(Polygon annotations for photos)
==============================
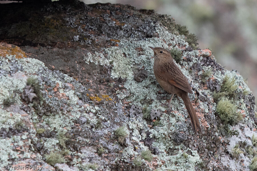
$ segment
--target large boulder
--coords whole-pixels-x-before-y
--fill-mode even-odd
[[[257,168],[254,97],[186,27],[121,4],[1,6],[1,167]],[[198,135],[182,100],[167,106],[148,46],[170,50],[188,79]]]

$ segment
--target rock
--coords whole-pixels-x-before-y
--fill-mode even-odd
[[[243,152],[236,160],[231,152],[257,135],[255,98],[244,95],[250,90],[239,73],[224,70],[209,50],[196,49],[196,38],[173,19],[76,1],[1,5],[0,38],[9,44],[0,45],[1,167],[27,161],[44,170],[249,170],[252,155],[238,146]],[[177,65],[192,88],[201,133],[194,133],[182,101],[174,99],[172,111],[167,106],[170,95],[155,79],[149,46],[182,50]],[[224,97],[242,113],[240,125],[225,125],[216,111],[214,94],[226,75],[240,87]],[[31,76],[37,89],[27,85]],[[149,113],[161,124],[150,125],[144,117]],[[121,144],[114,132],[123,126]],[[152,161],[132,164],[148,150]]]

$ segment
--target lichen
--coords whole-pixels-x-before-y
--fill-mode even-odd
[[[236,108],[232,102],[224,98],[221,99],[217,105],[217,112],[225,124],[233,125],[242,119],[241,115],[236,112]]]

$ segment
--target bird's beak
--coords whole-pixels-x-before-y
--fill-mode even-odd
[[[148,47],[149,47],[149,48],[151,48],[151,49],[152,49],[154,51],[154,48],[153,48],[152,47],[151,47],[151,46],[148,46]]]

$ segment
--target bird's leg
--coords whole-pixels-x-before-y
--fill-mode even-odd
[[[172,99],[172,97],[173,97],[173,96],[174,95],[174,94],[172,95],[172,96],[171,97],[171,98],[170,98],[170,101],[169,101],[169,103],[168,104],[168,106],[169,106],[169,107],[170,108],[170,109],[171,109],[171,108],[170,107],[170,102],[171,101],[171,100]]]
[[[180,99],[179,98],[178,98],[178,96],[177,95],[177,97],[178,98],[178,101],[179,101],[179,102],[181,102],[181,101],[180,101]]]

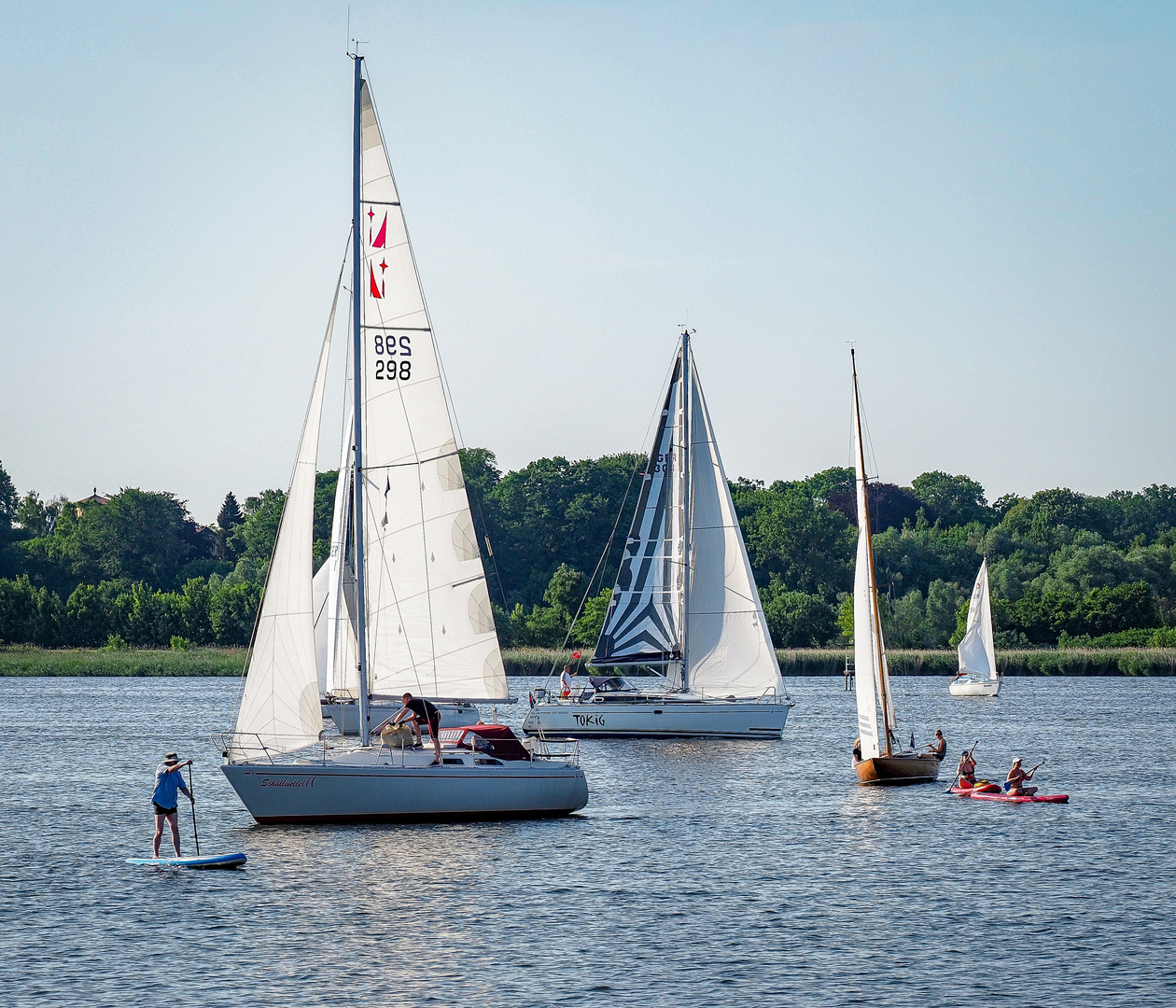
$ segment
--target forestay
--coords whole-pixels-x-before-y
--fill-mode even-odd
[[[857,485],[857,560],[854,565],[854,686],[857,699],[857,735],[862,759],[881,754],[877,703],[886,697],[890,729],[897,728],[886,641],[877,612],[877,587],[870,554],[870,522],[866,495],[866,453],[862,446],[862,419],[857,402],[857,375],[854,375],[854,468]]]
[[[681,368],[679,359],[593,665],[660,665],[682,659],[682,508],[681,493],[675,494],[682,468]]]
[[[780,697],[784,695],[780,663],[693,353],[688,374],[691,496],[687,686],[691,693],[704,695],[775,693]]]
[[[339,285],[335,286],[335,300],[319,353],[294,475],[282,508],[274,555],[269,561],[261,615],[253,637],[253,655],[236,715],[230,754],[234,760],[260,759],[266,750],[301,749],[316,742],[322,734],[314,641],[312,538],[319,422],[322,419],[322,395],[338,302]]]
[[[998,677],[993,645],[993,607],[988,596],[988,558],[980,565],[968,605],[968,629],[956,650],[960,654],[960,672],[977,679]]]
[[[360,108],[368,683],[393,695],[505,697],[436,348],[366,81]]]

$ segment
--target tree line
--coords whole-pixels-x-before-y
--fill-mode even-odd
[[[590,648],[636,505],[642,455],[540,459],[503,473],[483,448],[462,469],[503,646]],[[319,475],[315,562],[328,550],[336,473]],[[731,483],[773,639],[844,643],[856,549],[851,469]],[[964,475],[871,483],[882,618],[894,647],[963,633],[981,558],[997,647],[1176,643],[1176,489],[1104,498],[1045,489],[989,503]],[[201,527],[172,493],[19,494],[0,466],[0,641],[245,646],[285,494],[228,493]]]

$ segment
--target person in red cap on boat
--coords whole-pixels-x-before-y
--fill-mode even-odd
[[[1025,781],[1033,777],[1034,770],[1036,769],[1037,768],[1034,767],[1034,769],[1029,770],[1029,773],[1022,770],[1021,757],[1017,756],[1013,761],[1013,769],[1009,770],[1009,775],[1004,779],[1005,780],[1004,790],[1008,792],[1008,794],[1014,797],[1017,795],[1024,795],[1028,797],[1031,794],[1037,794],[1037,788],[1027,788],[1024,786]]]

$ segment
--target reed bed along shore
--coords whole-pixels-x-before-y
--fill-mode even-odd
[[[777,650],[784,677],[843,675],[846,648]],[[584,653],[587,656],[587,653]],[[0,677],[28,675],[240,675],[243,648],[105,648],[0,647]],[[552,648],[509,648],[502,652],[507,675],[559,675],[564,663],[580,667],[584,657]],[[955,675],[954,650],[888,650],[893,675]],[[996,654],[1004,675],[1176,675],[1176,648],[1038,648]]]

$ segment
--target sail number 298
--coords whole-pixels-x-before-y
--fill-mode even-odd
[[[413,341],[410,336],[388,336],[376,333],[374,338],[375,378],[380,381],[408,381],[413,376],[413,362],[405,360],[413,355]],[[387,358],[400,358],[400,360],[387,360]]]

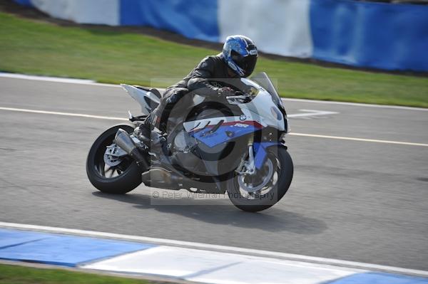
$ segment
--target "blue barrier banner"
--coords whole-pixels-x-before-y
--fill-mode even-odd
[[[312,0],[310,21],[316,59],[428,71],[428,6]]]
[[[0,228],[0,259],[75,267],[153,245]]]
[[[217,1],[120,0],[121,25],[148,26],[218,42]]]

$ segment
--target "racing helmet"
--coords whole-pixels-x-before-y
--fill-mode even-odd
[[[240,77],[248,77],[254,71],[258,51],[251,39],[245,36],[230,36],[223,46],[223,57]]]

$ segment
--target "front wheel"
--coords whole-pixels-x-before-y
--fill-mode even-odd
[[[142,169],[131,157],[113,161],[111,164],[114,166],[106,164],[106,149],[113,143],[119,128],[128,133],[134,130],[132,125],[121,125],[106,130],[92,144],[86,160],[86,173],[92,185],[101,191],[113,194],[124,194],[142,182]]]
[[[255,174],[235,175],[229,180],[229,199],[243,211],[267,209],[278,202],[288,190],[293,169],[292,160],[285,148],[270,147],[265,164]]]

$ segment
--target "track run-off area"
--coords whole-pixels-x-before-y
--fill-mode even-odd
[[[89,147],[138,103],[114,85],[0,76],[0,221],[428,270],[427,110],[284,102],[295,177],[248,214],[185,191],[98,192]]]

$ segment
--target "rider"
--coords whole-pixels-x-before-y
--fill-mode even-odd
[[[158,107],[140,126],[141,135],[150,137],[154,127],[165,132],[165,118],[174,105],[190,92],[211,99],[238,95],[231,88],[219,88],[210,80],[250,76],[258,56],[257,48],[251,39],[240,35],[228,37],[221,53],[205,57],[185,78],[166,89]]]

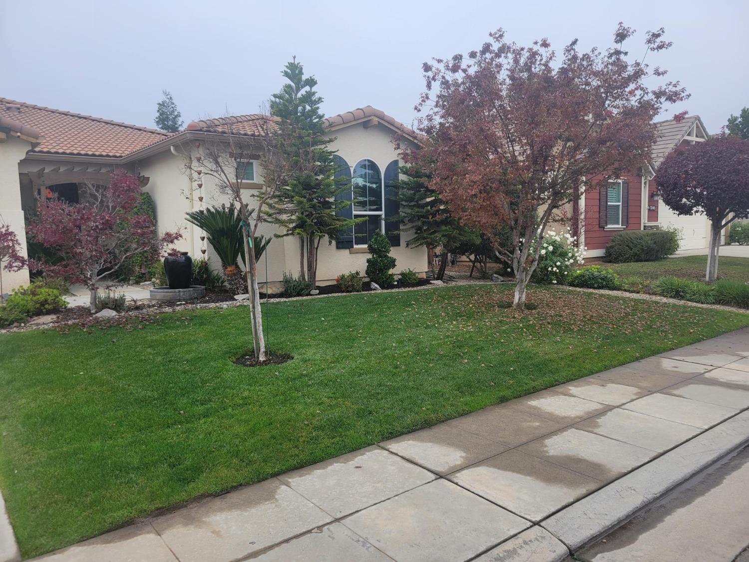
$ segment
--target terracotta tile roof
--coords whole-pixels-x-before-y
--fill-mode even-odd
[[[387,115],[384,112],[377,109],[372,106],[357,107],[353,111],[348,111],[345,113],[339,113],[337,115],[329,117],[325,120],[325,126],[327,127],[338,127],[339,125],[351,123],[352,121],[373,117],[380,119],[390,125],[392,128],[404,135],[414,139],[417,139],[419,136],[419,134],[410,127],[407,127],[395,118],[390,117],[390,115]]]
[[[185,130],[205,131],[210,133],[228,133],[246,136],[259,136],[266,132],[278,130],[277,117],[252,113],[247,115],[231,115],[219,117],[217,119],[194,121],[187,124]]]
[[[0,97],[0,117],[40,131],[38,154],[122,157],[171,133]]]
[[[17,121],[8,119],[7,117],[2,117],[1,115],[0,115],[0,129],[7,129],[12,133],[17,133],[19,135],[28,139],[34,139],[34,140],[40,140],[41,139],[41,133],[38,129],[24,125],[22,123],[19,123]]]
[[[692,125],[694,124],[695,121],[700,123],[700,126],[703,128],[703,130],[707,131],[704,124],[702,122],[702,119],[700,118],[700,115],[685,117],[682,121],[678,122],[673,119],[667,119],[655,124],[658,125],[658,136],[650,153],[653,167],[657,168],[663,162],[663,159],[666,157],[668,153],[679,146],[679,143],[689,133],[689,130],[692,128]]]

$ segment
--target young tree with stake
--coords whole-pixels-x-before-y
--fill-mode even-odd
==============================
◆ **The exercise**
Count the lines in the rows above that contain the word "tree", and reply with the number alone.

◆ **Task output**
2